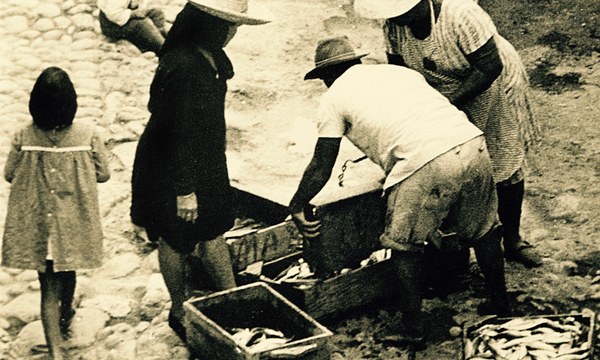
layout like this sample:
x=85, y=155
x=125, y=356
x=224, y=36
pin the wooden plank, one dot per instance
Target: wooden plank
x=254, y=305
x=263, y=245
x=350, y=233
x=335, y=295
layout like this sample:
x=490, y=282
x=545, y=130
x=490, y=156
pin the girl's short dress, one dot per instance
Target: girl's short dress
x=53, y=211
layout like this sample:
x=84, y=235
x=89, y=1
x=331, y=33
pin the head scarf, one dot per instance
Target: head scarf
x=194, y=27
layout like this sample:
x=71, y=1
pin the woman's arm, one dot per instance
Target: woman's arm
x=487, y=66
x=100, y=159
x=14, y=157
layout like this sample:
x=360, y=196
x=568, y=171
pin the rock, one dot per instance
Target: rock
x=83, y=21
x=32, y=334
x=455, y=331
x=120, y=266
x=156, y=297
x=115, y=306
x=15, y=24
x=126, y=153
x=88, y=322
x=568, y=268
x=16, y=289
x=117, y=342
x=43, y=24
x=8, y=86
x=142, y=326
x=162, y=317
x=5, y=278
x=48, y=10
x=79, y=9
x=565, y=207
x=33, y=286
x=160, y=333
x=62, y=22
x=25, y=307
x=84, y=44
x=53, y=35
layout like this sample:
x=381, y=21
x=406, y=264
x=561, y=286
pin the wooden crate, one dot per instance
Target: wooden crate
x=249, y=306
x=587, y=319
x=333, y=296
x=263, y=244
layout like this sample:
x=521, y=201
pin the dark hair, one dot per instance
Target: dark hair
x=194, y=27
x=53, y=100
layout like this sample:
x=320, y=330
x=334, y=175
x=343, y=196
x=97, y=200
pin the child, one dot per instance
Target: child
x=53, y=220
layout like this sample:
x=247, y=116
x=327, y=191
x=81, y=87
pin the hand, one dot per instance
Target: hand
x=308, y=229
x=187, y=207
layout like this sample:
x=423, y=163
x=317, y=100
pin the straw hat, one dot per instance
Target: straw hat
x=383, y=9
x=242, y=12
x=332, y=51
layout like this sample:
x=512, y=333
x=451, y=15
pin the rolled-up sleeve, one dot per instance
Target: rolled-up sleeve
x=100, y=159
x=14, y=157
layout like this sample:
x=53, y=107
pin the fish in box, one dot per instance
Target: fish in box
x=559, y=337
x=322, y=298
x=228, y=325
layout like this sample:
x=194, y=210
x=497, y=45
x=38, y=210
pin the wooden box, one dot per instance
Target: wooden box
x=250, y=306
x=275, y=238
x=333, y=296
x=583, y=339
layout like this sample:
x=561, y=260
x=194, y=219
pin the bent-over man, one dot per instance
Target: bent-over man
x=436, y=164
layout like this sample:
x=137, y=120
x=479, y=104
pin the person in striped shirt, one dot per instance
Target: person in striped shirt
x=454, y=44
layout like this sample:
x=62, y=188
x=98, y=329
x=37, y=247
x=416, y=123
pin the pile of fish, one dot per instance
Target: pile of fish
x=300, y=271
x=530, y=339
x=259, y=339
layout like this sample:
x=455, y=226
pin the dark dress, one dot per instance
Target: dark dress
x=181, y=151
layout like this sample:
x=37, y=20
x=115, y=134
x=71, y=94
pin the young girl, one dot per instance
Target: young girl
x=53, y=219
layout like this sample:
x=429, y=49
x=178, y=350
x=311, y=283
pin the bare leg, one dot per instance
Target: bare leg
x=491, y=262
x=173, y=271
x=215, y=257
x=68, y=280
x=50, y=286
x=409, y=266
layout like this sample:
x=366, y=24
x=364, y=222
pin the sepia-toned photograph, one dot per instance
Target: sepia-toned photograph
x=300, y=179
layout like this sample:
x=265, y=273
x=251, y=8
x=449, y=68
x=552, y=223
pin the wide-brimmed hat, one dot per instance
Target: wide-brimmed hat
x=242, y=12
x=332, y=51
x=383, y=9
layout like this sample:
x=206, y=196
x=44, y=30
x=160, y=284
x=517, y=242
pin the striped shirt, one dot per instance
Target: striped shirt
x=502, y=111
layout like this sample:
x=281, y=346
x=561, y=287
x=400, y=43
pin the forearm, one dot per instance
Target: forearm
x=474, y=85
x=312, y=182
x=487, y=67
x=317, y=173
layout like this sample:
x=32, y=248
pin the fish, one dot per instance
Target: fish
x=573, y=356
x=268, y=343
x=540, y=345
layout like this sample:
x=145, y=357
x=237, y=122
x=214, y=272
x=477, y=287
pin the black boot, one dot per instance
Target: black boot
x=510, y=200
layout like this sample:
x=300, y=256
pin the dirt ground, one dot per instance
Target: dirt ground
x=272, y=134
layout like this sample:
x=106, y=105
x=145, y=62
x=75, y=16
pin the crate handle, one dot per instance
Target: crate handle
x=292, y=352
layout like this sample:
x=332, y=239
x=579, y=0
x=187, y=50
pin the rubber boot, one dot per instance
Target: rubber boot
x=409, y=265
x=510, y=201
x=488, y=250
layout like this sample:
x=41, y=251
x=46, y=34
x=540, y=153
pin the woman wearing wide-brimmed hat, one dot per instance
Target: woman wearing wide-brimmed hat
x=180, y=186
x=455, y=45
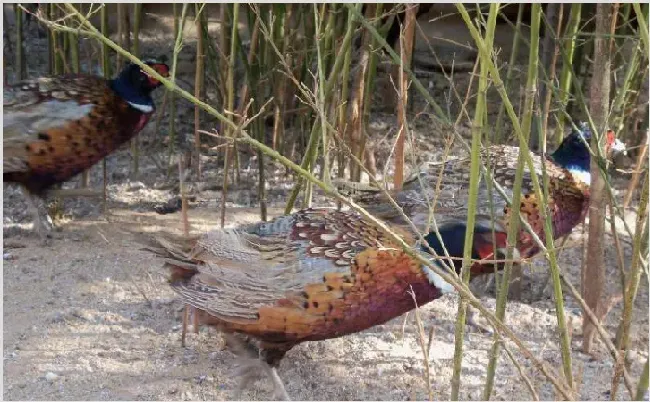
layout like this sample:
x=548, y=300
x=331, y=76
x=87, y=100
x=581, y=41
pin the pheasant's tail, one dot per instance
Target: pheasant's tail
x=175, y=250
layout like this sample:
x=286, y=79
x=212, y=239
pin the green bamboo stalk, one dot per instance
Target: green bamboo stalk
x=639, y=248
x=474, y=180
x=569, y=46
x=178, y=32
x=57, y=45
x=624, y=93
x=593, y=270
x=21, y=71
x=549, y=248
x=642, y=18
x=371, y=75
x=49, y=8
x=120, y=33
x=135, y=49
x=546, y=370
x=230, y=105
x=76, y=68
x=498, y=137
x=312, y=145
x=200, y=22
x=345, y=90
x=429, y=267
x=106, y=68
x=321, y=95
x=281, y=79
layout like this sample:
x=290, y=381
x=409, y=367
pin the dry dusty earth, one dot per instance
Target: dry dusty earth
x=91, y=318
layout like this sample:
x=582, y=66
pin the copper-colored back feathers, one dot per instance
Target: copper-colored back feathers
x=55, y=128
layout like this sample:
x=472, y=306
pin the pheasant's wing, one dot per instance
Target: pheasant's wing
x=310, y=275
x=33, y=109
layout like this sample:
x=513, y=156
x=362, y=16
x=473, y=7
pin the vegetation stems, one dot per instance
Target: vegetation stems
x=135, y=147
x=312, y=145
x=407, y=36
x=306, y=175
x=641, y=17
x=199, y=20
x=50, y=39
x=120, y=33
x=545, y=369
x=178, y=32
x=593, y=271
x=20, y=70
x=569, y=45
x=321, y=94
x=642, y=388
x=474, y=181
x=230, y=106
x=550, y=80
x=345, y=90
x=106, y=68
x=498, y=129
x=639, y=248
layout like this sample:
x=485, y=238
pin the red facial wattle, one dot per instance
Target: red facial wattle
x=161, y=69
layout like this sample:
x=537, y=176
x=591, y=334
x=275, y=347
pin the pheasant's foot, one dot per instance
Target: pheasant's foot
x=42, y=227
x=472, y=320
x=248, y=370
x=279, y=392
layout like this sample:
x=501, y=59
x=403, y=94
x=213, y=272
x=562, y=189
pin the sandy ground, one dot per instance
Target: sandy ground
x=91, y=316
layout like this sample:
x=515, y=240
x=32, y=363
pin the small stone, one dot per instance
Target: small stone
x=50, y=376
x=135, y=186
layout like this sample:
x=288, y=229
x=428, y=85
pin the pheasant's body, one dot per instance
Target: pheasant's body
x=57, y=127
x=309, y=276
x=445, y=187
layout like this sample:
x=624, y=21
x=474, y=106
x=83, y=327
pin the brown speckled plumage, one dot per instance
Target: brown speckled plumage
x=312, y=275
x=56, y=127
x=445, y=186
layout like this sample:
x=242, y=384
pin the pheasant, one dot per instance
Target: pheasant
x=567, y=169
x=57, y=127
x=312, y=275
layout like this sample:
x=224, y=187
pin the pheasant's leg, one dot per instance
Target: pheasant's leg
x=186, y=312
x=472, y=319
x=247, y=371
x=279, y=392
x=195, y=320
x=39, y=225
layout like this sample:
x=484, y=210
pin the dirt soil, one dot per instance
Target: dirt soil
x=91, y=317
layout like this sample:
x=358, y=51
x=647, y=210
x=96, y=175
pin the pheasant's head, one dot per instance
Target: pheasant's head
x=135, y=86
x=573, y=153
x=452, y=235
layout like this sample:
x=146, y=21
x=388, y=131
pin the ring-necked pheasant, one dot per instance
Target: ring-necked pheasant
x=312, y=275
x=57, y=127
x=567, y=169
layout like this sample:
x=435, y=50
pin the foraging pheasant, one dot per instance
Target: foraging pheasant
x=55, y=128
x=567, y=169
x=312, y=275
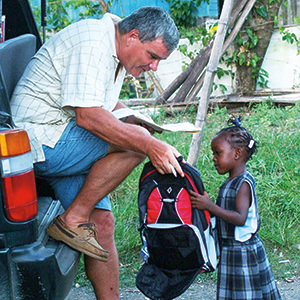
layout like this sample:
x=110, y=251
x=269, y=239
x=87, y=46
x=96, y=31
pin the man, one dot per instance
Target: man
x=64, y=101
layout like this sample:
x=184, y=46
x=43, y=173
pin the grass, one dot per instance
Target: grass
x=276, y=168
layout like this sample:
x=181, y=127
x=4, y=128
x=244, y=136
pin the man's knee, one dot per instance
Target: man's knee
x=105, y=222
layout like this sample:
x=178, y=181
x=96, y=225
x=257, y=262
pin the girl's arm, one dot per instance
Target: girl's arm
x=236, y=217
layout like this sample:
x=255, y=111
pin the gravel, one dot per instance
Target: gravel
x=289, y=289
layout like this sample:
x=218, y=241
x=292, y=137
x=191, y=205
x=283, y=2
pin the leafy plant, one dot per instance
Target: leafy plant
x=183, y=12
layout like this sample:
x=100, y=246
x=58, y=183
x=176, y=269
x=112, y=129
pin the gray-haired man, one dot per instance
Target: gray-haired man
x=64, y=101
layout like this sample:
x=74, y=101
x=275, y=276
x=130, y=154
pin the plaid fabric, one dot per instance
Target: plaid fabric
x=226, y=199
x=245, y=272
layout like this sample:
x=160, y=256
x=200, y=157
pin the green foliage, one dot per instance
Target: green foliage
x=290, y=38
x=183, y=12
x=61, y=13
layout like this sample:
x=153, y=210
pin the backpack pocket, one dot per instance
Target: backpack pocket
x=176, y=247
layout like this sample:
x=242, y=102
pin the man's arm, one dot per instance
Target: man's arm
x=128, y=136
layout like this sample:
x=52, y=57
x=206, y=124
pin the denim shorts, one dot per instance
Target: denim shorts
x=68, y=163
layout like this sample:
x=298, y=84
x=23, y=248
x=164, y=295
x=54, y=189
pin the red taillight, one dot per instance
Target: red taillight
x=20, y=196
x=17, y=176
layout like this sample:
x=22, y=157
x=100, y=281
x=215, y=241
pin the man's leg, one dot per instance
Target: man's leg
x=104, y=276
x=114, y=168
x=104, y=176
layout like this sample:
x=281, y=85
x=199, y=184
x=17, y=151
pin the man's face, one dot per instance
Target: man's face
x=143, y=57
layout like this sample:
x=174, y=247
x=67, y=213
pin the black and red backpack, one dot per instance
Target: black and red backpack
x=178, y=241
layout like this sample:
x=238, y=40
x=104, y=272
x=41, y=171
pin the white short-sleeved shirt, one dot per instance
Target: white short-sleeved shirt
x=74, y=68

● **Task brief**
Please copy the lines in the records above between the one holding "pin the pheasant's tail, one dot per instance" and the one holding "pin the vegetation", inclusive, exactly and with no other line.

● **Response for this exercise**
pin the pheasant's tail, one dot per instance
Target: pheasant's tail
x=175, y=250
layout like this sample:
x=286, y=79
x=212, y=239
pin the green bamboo stalk, one dot per instance
Target: green bamboo stalk
x=639, y=248
x=474, y=180
x=569, y=46
x=178, y=32
x=57, y=45
x=624, y=93
x=593, y=270
x=21, y=71
x=549, y=248
x=642, y=18
x=371, y=75
x=49, y=8
x=120, y=33
x=135, y=49
x=546, y=370
x=230, y=105
x=76, y=68
x=498, y=137
x=312, y=145
x=200, y=22
x=345, y=90
x=429, y=267
x=106, y=68
x=321, y=95
x=281, y=79
layout like this sample:
x=290, y=381
x=409, y=367
pin the dry dusty earth, one dot per instance
Target: dry dusty earth
x=91, y=318
layout like this sample:
x=582, y=66
pin the copper-colored back feathers, one dot per instance
Target: copper-colored back feathers
x=55, y=128
layout like this sample:
x=472, y=306
pin the pheasant's wing, one dot per instance
Target: pheasant's wing
x=310, y=275
x=33, y=109
layout like this sample:
x=513, y=156
x=362, y=16
x=473, y=7
pin the vegetation stems, one dot per instance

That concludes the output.